■ Information provided ■
■ ■ ■ ■ ■ ■ ■
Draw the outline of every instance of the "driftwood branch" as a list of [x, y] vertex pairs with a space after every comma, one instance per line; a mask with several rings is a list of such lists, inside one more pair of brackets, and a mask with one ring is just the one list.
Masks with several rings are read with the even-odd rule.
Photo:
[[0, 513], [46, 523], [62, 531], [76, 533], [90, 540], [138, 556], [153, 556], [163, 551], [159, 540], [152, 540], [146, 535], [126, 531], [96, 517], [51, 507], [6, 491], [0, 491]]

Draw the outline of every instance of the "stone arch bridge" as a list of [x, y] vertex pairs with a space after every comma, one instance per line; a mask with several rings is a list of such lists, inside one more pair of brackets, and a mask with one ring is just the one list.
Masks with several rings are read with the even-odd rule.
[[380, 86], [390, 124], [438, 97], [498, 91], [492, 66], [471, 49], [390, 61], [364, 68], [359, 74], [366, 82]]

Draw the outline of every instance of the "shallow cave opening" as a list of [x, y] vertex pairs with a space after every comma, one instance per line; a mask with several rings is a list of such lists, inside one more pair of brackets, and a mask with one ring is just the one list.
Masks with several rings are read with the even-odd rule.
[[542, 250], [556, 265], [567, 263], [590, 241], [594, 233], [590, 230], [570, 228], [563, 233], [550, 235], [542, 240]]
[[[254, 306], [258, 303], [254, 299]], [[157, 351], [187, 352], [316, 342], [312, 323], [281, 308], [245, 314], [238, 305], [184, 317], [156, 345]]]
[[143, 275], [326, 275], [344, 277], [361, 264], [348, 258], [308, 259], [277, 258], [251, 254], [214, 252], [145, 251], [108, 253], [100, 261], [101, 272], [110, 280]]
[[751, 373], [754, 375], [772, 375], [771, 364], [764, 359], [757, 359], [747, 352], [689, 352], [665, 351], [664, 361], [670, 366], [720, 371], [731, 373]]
■ ■ ■ ■ ■ ■ ■
■ Task ■
Reproduce every line of the records above word for word, in the same order and with the same line breaks.

■ Exercise answer ■
Draw the outline of every instance of the "driftwood branch" as a list of [x, y] vertex pairs with a space after every comma, one instance per line; a mask with several rings is a list of such lists, inside one more pair of brackets, and a mask with one ring is just the one list.
Masks with several rings are read with the even-odd rule.
Photo:
[[0, 513], [46, 523], [62, 531], [76, 533], [90, 540], [138, 556], [153, 556], [163, 551], [159, 540], [152, 540], [146, 535], [126, 531], [96, 517], [51, 507], [6, 491], [0, 491]]

Draw the outline of every instance of the "stone arch bridge" as a list of [x, y] vertex pairs with a space after every comma, one instance per line; a mask with several rings is a list of such lists, inside one more pair of brackets, and a mask with one ring is just the one list.
Masks with several rings are read with the even-odd rule.
[[380, 86], [390, 124], [438, 97], [498, 91], [492, 66], [471, 49], [390, 61], [364, 68], [359, 74], [366, 82]]

Draw the outline of every instance of the "shallow cave opening" as a list of [x, y] vertex pairs with a space after every comma, one instance per line; a mask with several rings is a list of such lists, inside one more pair of brackets, and a mask with one ring is just the one list.
Masks with several rings are read with the even-odd rule.
[[542, 250], [556, 265], [567, 263], [590, 241], [594, 233], [590, 230], [570, 228], [563, 233], [550, 235], [542, 240]]
[[[254, 306], [258, 303], [254, 299]], [[157, 351], [187, 352], [316, 342], [312, 323], [281, 308], [245, 314], [238, 305], [184, 317], [156, 345]]]
[[143, 275], [326, 275], [344, 277], [361, 264], [348, 258], [308, 259], [277, 258], [251, 254], [214, 252], [145, 251], [108, 253], [100, 261], [101, 272], [110, 280]]
[[751, 373], [754, 375], [772, 375], [771, 364], [764, 359], [757, 359], [747, 352], [689, 352], [665, 351], [664, 361], [670, 366], [720, 371], [731, 373]]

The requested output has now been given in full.